(Dataset entries)
--- Start ---
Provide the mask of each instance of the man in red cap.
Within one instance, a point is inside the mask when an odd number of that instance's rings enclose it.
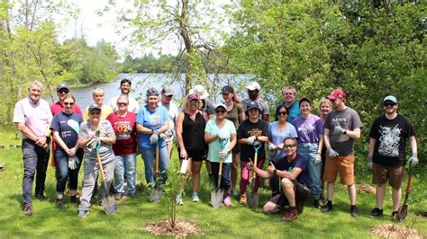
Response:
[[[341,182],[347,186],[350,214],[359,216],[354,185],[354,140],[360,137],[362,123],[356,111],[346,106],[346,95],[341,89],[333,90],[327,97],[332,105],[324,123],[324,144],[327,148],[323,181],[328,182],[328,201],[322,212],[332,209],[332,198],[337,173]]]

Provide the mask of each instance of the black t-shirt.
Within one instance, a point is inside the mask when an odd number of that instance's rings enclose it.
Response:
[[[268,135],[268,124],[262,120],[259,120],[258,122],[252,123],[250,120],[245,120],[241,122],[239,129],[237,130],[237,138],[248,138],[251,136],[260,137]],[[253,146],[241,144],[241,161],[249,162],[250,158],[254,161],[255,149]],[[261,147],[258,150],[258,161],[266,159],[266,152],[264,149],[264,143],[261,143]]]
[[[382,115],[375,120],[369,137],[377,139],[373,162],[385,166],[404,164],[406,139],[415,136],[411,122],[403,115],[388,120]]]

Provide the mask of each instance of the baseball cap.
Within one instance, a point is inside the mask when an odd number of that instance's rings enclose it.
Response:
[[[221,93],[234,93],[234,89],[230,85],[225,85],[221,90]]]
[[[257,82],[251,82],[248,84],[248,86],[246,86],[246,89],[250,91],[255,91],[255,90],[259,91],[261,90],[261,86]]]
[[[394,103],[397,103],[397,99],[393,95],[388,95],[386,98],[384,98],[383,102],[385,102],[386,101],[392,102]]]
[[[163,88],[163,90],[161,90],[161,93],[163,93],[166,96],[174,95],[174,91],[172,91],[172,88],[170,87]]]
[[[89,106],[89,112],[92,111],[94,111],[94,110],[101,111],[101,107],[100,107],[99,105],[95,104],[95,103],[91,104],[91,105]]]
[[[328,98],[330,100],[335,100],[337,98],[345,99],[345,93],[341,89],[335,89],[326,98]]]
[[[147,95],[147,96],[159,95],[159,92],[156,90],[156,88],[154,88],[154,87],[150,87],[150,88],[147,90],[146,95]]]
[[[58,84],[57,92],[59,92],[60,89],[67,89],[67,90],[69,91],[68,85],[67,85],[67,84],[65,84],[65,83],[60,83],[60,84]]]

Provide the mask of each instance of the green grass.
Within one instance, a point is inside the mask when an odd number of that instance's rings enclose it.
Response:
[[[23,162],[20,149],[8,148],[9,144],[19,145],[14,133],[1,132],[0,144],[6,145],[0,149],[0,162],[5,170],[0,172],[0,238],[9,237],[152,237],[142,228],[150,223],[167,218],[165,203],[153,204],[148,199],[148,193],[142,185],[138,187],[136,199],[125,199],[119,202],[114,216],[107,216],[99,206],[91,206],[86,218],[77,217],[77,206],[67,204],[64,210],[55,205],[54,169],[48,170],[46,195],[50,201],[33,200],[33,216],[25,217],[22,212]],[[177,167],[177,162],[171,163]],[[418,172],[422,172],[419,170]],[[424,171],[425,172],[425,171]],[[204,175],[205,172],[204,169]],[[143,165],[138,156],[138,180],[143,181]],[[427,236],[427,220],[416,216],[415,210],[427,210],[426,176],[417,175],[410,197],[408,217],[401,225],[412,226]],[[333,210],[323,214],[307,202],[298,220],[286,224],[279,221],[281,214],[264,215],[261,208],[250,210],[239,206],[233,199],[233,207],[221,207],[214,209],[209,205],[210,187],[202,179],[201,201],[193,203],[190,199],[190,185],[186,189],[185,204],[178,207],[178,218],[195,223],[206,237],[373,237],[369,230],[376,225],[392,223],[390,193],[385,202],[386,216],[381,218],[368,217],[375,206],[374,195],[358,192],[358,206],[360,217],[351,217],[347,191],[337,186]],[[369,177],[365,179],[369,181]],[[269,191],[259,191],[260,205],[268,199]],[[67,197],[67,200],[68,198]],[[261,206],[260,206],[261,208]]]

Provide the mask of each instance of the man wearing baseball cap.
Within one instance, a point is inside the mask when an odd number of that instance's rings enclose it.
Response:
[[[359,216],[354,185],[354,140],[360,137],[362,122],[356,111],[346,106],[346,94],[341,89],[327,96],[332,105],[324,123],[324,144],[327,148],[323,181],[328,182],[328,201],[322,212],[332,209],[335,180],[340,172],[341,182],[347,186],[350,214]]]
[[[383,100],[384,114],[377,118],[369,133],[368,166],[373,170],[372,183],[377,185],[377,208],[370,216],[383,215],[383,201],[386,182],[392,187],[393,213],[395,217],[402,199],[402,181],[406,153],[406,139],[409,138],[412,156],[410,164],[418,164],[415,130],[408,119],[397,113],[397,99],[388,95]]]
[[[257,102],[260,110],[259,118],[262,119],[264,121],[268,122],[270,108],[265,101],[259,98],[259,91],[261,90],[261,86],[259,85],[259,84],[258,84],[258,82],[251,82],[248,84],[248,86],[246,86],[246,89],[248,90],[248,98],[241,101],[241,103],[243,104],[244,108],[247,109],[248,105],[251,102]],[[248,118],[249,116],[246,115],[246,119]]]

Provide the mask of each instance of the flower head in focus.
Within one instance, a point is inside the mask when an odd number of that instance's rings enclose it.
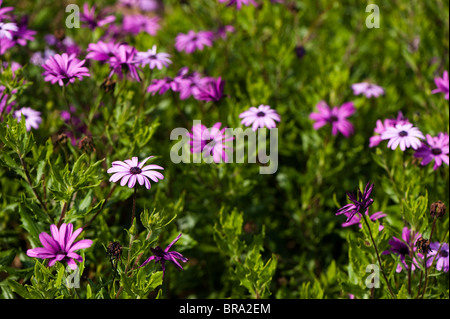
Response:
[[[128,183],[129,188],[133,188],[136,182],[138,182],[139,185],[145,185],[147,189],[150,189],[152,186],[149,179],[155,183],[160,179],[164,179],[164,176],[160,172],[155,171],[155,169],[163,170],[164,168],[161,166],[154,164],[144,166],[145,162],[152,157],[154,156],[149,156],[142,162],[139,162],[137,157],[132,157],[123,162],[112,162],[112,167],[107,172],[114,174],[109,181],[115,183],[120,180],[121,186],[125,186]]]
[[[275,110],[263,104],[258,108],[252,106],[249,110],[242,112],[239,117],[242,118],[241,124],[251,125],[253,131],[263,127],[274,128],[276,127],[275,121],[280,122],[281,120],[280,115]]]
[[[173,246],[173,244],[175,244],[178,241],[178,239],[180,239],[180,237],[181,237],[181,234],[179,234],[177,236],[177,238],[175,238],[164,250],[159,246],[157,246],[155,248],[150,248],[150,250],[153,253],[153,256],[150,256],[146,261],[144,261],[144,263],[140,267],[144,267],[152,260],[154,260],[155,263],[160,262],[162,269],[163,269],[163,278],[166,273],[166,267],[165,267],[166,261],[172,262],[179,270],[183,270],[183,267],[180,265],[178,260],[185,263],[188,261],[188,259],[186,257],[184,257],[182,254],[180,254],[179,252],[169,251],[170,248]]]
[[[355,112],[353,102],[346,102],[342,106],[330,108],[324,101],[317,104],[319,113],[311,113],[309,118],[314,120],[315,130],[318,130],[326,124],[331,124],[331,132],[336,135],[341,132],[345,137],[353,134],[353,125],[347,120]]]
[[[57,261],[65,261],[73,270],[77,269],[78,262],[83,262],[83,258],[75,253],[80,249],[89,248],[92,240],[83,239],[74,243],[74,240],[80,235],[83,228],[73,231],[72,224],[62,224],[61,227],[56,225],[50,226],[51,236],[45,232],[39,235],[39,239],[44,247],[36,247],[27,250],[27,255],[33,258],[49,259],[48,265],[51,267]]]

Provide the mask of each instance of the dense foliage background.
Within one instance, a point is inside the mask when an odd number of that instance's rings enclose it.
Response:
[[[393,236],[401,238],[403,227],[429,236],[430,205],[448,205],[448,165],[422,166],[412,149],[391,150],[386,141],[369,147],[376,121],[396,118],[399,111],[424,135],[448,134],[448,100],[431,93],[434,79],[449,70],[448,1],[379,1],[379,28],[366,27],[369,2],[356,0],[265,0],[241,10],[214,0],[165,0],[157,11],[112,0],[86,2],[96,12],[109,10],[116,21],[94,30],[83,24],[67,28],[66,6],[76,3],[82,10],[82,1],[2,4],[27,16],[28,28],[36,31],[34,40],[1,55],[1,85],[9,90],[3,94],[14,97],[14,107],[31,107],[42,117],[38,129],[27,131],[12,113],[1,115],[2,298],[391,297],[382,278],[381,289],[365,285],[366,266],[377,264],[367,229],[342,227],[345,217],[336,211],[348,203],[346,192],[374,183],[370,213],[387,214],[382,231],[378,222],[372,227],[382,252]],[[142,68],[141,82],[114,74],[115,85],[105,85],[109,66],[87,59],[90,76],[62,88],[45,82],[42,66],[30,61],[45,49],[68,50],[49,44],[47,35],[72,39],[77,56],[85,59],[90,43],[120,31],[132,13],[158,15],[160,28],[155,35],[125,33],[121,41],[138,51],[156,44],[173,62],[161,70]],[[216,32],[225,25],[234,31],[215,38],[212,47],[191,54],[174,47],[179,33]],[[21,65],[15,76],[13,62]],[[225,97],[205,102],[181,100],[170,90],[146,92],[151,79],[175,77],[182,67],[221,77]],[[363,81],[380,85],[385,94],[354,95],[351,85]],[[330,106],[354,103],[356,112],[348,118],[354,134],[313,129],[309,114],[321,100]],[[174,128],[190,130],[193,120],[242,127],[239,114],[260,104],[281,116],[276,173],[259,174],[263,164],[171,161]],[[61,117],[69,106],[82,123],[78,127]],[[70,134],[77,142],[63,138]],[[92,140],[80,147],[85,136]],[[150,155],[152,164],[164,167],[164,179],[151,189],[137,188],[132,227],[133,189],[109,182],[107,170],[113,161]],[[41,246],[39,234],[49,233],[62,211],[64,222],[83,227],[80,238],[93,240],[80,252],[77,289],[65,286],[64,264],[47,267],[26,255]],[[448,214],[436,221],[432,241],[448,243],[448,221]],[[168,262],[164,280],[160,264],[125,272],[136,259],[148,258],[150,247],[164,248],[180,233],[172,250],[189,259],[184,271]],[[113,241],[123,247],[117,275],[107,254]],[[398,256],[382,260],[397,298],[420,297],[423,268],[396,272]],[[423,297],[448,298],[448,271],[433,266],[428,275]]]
--- End ---
Task objective => How many lines in the items above contain the word "Provide", with matching case? Give only the number.

Written solution => 7